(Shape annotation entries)
========

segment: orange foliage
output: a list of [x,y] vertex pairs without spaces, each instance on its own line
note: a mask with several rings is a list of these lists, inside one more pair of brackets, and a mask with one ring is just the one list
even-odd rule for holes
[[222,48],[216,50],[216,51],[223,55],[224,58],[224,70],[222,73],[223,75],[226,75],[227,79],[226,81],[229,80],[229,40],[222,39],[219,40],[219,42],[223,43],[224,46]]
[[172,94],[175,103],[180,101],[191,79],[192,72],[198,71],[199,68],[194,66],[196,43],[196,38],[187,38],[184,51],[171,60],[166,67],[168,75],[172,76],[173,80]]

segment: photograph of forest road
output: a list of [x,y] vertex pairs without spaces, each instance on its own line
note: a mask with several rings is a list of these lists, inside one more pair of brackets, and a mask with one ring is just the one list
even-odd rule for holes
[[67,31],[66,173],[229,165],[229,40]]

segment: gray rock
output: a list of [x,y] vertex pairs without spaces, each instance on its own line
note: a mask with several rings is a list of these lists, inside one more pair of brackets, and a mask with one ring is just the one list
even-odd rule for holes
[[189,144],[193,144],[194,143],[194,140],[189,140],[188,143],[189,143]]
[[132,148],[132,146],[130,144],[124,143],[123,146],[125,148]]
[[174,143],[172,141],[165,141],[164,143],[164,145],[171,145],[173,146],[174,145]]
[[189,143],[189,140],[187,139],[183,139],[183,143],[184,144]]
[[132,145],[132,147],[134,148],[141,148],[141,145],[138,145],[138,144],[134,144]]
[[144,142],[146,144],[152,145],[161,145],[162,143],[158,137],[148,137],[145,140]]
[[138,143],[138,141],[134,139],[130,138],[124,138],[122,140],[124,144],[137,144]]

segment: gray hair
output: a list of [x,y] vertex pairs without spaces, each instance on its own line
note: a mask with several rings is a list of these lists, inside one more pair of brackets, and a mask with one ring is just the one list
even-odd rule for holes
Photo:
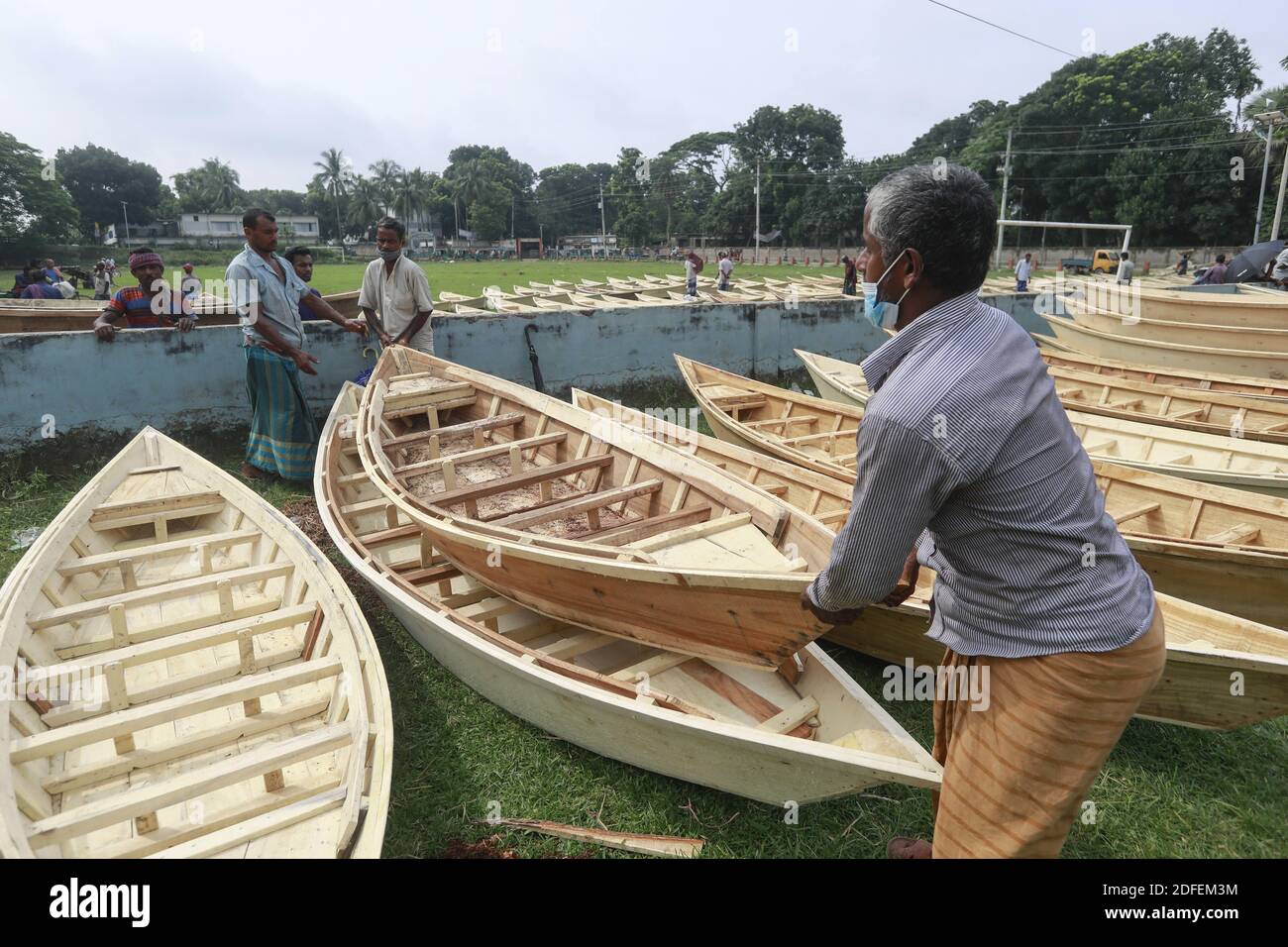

========

Repeat the items above word for word, from the line containing "segment: photograph of forest road" through the end of the items, with both ends included. Omit the pictures.

### EXPECTED ANSWER
segment: photograph of forest road
output: a list of [x,y] vertex pairs without spaces, each instance on its own line
note: a mask with several rings is a list of these lists, inside one more pair of brackets, and a mask with one ring is just the one list
even-odd rule for holes
[[67,31],[66,173],[229,165],[229,40]]

segment: gray rock
output: a list of [x,y] vertex pairs without spaces, each instance on its own line
note: a mask with several rings is a list of these lists, inside one more pair of brackets, and a mask with one ring is just the one list
even-odd rule for holes
[[189,144],[193,144],[194,143],[194,140],[189,140],[188,143],[189,143]]
[[132,148],[132,146],[130,144],[124,143],[123,146],[125,148]]
[[174,143],[172,141],[165,141],[164,143],[164,145],[171,145],[173,146],[174,145]]
[[189,143],[189,140],[187,139],[183,139],[183,143],[184,144]]
[[132,145],[132,147],[134,148],[141,148],[141,145],[138,145],[138,144],[134,144]]
[[144,142],[146,144],[152,145],[161,145],[162,143],[158,137],[148,137],[145,140]]
[[138,143],[138,141],[134,139],[130,138],[124,138],[122,140],[124,144],[137,144]]

segment: gray hair
output: a list of [x,y] vertex pairs without spaces, each instance on its own line
note: a mask with several rings is a list of these lists, inside one more pair of brackets, and a mask with one ring is just the one list
even-odd rule for holes
Photo:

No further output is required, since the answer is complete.